(Point localization data)
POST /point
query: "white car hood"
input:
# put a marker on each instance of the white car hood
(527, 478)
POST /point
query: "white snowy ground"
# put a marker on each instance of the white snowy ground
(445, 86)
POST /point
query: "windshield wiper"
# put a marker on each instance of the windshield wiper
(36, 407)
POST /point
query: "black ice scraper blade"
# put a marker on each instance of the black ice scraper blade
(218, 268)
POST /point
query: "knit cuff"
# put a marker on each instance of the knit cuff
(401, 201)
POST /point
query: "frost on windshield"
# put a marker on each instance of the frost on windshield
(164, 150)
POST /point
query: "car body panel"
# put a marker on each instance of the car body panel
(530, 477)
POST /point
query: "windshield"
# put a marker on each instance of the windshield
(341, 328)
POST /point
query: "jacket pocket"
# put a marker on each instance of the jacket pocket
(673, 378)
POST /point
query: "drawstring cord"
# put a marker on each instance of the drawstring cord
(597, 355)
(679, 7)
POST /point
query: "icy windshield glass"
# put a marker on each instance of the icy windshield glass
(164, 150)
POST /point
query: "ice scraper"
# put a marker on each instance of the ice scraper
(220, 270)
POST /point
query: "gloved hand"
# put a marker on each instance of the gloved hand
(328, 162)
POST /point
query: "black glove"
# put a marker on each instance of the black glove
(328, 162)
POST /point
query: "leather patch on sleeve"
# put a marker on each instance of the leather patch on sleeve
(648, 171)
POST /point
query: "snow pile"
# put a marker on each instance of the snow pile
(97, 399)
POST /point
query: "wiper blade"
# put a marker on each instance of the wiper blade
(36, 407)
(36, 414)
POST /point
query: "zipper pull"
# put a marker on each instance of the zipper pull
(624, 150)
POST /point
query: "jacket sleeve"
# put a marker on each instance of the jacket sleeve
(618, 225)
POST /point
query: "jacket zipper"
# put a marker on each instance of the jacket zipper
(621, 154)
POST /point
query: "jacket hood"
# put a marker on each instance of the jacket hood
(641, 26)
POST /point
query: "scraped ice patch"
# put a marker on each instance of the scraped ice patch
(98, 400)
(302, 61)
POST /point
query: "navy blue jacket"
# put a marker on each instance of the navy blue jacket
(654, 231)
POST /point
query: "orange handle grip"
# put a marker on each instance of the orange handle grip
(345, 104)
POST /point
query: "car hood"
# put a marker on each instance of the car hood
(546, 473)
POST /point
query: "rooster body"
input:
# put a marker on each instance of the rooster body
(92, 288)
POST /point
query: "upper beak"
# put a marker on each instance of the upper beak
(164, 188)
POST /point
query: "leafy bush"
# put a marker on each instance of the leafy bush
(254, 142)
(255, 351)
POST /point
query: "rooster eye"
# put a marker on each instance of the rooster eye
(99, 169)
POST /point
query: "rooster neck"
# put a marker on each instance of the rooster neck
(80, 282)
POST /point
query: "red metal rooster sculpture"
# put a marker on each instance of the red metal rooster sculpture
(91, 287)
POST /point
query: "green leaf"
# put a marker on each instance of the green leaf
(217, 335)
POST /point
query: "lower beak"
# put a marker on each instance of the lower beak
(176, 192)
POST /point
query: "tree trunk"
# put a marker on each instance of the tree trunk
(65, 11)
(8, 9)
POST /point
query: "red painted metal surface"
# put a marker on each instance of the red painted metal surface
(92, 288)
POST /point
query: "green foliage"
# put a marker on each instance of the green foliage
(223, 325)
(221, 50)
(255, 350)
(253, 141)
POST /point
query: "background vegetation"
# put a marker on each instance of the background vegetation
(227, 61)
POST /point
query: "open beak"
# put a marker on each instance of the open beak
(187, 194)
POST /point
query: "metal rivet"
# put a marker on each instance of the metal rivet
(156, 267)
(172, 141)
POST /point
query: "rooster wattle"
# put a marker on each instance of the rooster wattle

Aim of the exercise -
Return the full data above, line for line.

Task output -
POST /point
query: "white car hood"
input:
# put a marker on each instance of the white car hood
(527, 478)
POST /point
query: "white snowy ground"
# put a marker on each instance of the white snowy ground
(445, 86)
POST /point
query: "windshield wiper"
# put a marker on each instance of the windshield wiper
(36, 407)
POST /point
query: "black ice scraper blade"
# put a marker on each instance of the black ice scraper blade
(218, 268)
POST /point
query: "knit cuff"
# put a marker on each instance of the knit cuff
(401, 201)
POST /point
query: "frost on windshield"
# put a marker on each instance of the frost on windshield
(164, 150)
POST /point
query: "car body panel"
# put a marker on each instance of the car body panel
(530, 477)
POST /point
query: "windshield"
# put a marker on each instance of the windshield
(341, 328)
POST /point
query: "jacket pocket"
# put a marker on each instance of the jacket pocket
(673, 378)
POST /point
query: "drawstring cord"
# put a marker on each instance of the drawstring cord
(597, 355)
(679, 7)
POST /point
query: "icy windshield glass"
# put a marker on each instance of the icy windshield glass
(164, 150)
POST /point
query: "ice scraper"
# put a marker on each instance of the ice scraper
(220, 270)
POST /point
query: "gloved hand"
# put a marker on each instance of the gloved hand
(328, 162)
POST /point
query: "black glove"
# put a marker on each instance of the black glove
(328, 162)
POST /point
query: "leather patch on sleeve"
# put a marker on each instance of the leather patch on sleeve
(648, 171)
POST /point
query: "snow pile"
# put a marker on each instance of the snow pile
(97, 399)
POST /point
query: "wiper blade"
# put a marker on each instance of the wiper blade
(36, 407)
(36, 414)
POST /point
query: "zipper pull"
# put a marker on each instance of the zipper pull
(624, 150)
POST /point
query: "jacket sleeve"
# put a marker on each instance of the jacket sleeve
(618, 225)
POST /point
query: "jacket zipper"
# put a marker on each instance of the jacket zipper
(621, 154)
POST /point
query: "jacket hood"
# put a marker on each instance of the jacket hood
(641, 26)
POST /point
query: "scraped ice patch"
# put a marker on each instance of the scraped ice patch
(98, 400)
(302, 61)
POST /point
query: "navy blue jacket"
# put a marker on each instance of the navy blue jacket
(654, 231)
POST /point
query: "orange handle grip"
# put a marker on each instance of the orange handle grip
(345, 104)
POST /point
query: "car hood"
# put a marker on each instance of the car hood
(546, 473)
POST /point
query: "rooster body"
input:
# put a marker on each instance of the rooster body
(92, 288)
POST /point
query: "upper beak"
# put a marker on each instance of the upper beak
(164, 188)
POST /point
query: "leafy bush"
# put a marker on each instance of the leafy bush
(254, 142)
(255, 351)
POST /point
query: "rooster eye"
# put a marker on each instance of the rooster eye
(99, 169)
POST /point
query: "rooster neck"
# put a marker on each instance of the rooster neck
(80, 282)
POST /point
query: "red metal rooster sculpture"
# put a marker on each instance of the red metal rooster sculpture
(91, 287)
POST /point
query: "green leaf"
# put a marker on each instance of the green leaf
(217, 335)
POST /point
query: "lower beak"
# put a marker on each instance of the lower beak
(176, 192)
POST /point
query: "tree trunk"
# put a marker on each instance of the tree trunk
(65, 11)
(8, 9)
POST /point
query: "red painted metal surface"
# put a marker on each instance of the red painted metal surface
(92, 288)
POST /point
query: "green foliage"
# put a marker on each instance of the green foliage
(223, 325)
(221, 50)
(255, 350)
(253, 141)
POST /point
query: "background vegetation"
# put a marker on each instance of the background vegetation
(227, 61)
POST /point
query: "open beak"
# put a marker on each instance of the open beak
(187, 194)
POST /point
query: "metal rivet"
# put a marker on each instance of the metal rivet
(156, 267)
(172, 141)
POST /point
query: "rooster wattle"
# put a marker on each instance of the rooster wattle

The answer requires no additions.